>> begin RAW RECORDS
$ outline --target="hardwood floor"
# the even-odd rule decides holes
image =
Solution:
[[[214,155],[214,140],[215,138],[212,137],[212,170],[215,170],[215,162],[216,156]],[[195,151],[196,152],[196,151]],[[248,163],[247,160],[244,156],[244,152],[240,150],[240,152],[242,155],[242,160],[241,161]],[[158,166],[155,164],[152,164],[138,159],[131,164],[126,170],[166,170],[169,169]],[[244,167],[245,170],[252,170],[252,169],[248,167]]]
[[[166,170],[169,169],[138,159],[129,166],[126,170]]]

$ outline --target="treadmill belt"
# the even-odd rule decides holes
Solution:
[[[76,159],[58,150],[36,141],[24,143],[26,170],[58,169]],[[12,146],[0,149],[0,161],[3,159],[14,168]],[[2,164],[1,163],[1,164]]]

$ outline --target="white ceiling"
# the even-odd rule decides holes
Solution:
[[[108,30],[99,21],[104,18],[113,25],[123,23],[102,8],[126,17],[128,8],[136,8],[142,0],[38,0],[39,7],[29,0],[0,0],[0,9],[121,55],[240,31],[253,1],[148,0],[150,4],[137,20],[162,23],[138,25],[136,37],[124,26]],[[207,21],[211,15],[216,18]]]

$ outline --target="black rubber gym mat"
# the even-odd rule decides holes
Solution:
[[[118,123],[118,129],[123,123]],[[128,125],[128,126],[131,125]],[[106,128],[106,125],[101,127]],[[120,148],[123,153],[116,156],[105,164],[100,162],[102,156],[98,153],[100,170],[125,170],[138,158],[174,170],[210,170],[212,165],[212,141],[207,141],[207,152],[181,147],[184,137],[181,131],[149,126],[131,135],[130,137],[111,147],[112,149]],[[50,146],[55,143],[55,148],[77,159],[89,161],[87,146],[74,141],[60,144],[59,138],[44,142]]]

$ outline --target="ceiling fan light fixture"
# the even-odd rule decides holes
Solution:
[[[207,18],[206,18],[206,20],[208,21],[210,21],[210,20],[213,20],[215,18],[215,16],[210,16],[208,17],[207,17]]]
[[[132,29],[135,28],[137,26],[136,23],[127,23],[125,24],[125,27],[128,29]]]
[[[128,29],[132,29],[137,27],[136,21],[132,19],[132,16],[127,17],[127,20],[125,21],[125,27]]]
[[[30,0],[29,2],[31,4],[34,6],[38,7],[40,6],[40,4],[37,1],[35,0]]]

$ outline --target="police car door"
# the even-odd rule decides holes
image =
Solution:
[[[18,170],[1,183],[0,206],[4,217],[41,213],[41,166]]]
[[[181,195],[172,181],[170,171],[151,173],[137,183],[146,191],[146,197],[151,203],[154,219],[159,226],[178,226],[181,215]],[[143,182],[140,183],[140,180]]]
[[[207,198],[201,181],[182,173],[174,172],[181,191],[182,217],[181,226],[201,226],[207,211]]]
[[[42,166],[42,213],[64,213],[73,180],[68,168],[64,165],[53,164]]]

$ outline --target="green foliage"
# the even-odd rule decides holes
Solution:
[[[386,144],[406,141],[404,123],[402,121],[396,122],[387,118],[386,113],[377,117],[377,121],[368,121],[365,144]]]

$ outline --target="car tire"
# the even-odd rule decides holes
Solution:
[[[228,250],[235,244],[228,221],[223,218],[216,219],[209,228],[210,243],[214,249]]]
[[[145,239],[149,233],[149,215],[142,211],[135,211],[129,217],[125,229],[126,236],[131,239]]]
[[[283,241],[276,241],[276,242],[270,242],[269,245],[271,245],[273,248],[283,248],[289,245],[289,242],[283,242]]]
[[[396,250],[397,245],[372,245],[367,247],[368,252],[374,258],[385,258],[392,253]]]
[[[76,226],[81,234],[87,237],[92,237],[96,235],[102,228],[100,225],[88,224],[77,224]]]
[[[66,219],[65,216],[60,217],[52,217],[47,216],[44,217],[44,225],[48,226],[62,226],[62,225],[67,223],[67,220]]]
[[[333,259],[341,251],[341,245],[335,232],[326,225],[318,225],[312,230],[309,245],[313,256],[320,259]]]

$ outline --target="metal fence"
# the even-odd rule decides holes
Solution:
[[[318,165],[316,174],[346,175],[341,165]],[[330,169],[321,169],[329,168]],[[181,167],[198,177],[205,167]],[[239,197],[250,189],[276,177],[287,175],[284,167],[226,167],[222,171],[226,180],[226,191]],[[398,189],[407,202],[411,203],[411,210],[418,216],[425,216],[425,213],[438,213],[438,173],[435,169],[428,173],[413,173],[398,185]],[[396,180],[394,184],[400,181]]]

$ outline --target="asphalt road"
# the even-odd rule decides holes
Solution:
>> end RAW RECORDS
- [REQUEST] What is needed here is an exact reproduction of all the entries.

- [ANSWER FOR THIS EXERCISE]
$ outline --target="hardwood floor"
# the even-odd rule decides holes
image =
Solution:
[[[214,155],[214,140],[215,138],[212,137],[212,170],[215,170],[215,162],[216,156]],[[195,151],[196,152],[196,151]],[[248,163],[247,160],[244,156],[244,152],[240,150],[240,152],[242,155],[242,160],[241,161]],[[158,166],[155,164],[152,164],[138,159],[131,164],[126,170],[166,170],[169,169]],[[244,167],[245,170],[252,170],[252,169],[248,167]]]
[[[166,170],[169,169],[138,159],[129,166],[126,170]]]

$ outline --target="treadmill belt"
# the even-odd rule decides holes
Solution:
[[[76,159],[58,150],[36,141],[24,143],[26,170],[58,169]],[[12,146],[0,149],[0,161],[3,159],[14,168]],[[2,164],[1,163],[1,164]]]

$ outline --target="white ceiling"
# the even-odd rule decides holes
Solution:
[[[108,30],[99,21],[104,18],[113,25],[123,23],[102,8],[126,17],[128,8],[136,8],[142,0],[38,0],[39,7],[29,0],[0,0],[0,9],[121,55],[240,31],[253,1],[148,0],[150,4],[137,20],[162,23],[138,25],[136,37],[124,26]],[[207,21],[211,15],[216,18]]]

$ outline --target="black rubber gym mat"
# the even-odd rule decides holes
Solution:
[[[118,123],[118,129],[123,123]],[[128,125],[128,126],[131,125]],[[106,128],[106,125],[101,127]],[[120,148],[123,153],[116,156],[105,164],[100,162],[102,156],[98,153],[100,170],[125,170],[138,158],[174,170],[210,170],[212,165],[212,141],[207,141],[207,152],[181,147],[184,137],[181,131],[149,126],[131,135],[130,137],[111,147],[112,149]],[[50,146],[55,143],[55,148],[77,159],[89,161],[87,146],[74,141],[60,144],[59,138],[44,142]]]

$ outline --target="ceiling fan light fixture"
# the even-odd rule decides holes
Solution:
[[[207,18],[206,18],[206,20],[208,21],[210,21],[210,20],[213,20],[215,18],[215,16],[210,16],[208,17],[207,17]]]
[[[132,29],[135,28],[137,26],[136,23],[127,23],[125,24],[125,27],[128,29]]]
[[[128,29],[132,29],[137,27],[136,21],[132,19],[132,16],[127,17],[127,20],[125,21],[125,27]]]
[[[30,0],[29,2],[31,4],[34,6],[38,7],[40,6],[40,4],[37,1],[35,0]]]

$ outline --target="police car door"
# the even-odd rule decides holes
image =
Solution:
[[[18,170],[1,183],[0,206],[4,217],[41,213],[41,166]]]
[[[181,195],[172,181],[170,171],[151,173],[137,183],[146,191],[146,197],[151,203],[154,219],[159,226],[178,226],[181,215]],[[143,182],[140,183],[140,180]]]
[[[207,198],[201,181],[182,173],[174,172],[181,191],[182,217],[181,226],[201,226],[207,211]]]
[[[42,166],[42,213],[64,213],[73,180],[68,168],[64,165],[53,164]]]

$ outline --target="green foliage"
# the even-odd rule decides holes
Solution:
[[[386,144],[406,141],[404,123],[402,121],[396,122],[387,118],[386,113],[377,117],[377,121],[368,121],[365,144]]]

$ outline --target="car tire"
# the even-odd rule decides holes
Solution:
[[[228,250],[235,244],[228,221],[223,218],[216,219],[209,228],[210,243],[214,249]]]
[[[145,239],[149,233],[149,215],[142,211],[135,211],[129,217],[125,229],[126,236],[131,239]]]
[[[283,241],[276,241],[276,242],[270,242],[269,245],[271,245],[273,248],[283,248],[289,245],[289,242],[283,242]]]
[[[396,250],[397,245],[372,245],[367,247],[368,252],[374,258],[385,258],[392,253]]]
[[[76,226],[81,234],[87,237],[92,237],[96,235],[102,228],[100,225],[88,224],[77,224]]]
[[[66,219],[65,216],[60,217],[52,217],[47,216],[44,217],[44,225],[48,226],[62,226],[62,225],[67,223],[67,220]]]
[[[333,259],[341,251],[341,245],[335,232],[326,225],[318,225],[312,230],[309,245],[313,256],[320,259]]]

$ outline --target="metal fence"
# the even-odd rule decides holes
Solution:
[[[318,165],[316,174],[346,175],[341,165]],[[330,169],[321,169],[329,168]],[[181,167],[198,177],[205,167]],[[239,197],[250,189],[276,177],[287,175],[284,167],[226,167],[222,171],[226,180],[226,191]],[[398,189],[407,202],[411,203],[411,210],[418,216],[425,216],[425,213],[438,213],[438,173],[435,169],[428,173],[413,173],[398,185]],[[396,180],[394,184],[400,181]]]

$ outline --target="asphalt road"
# the even-odd rule decides holes
Solution:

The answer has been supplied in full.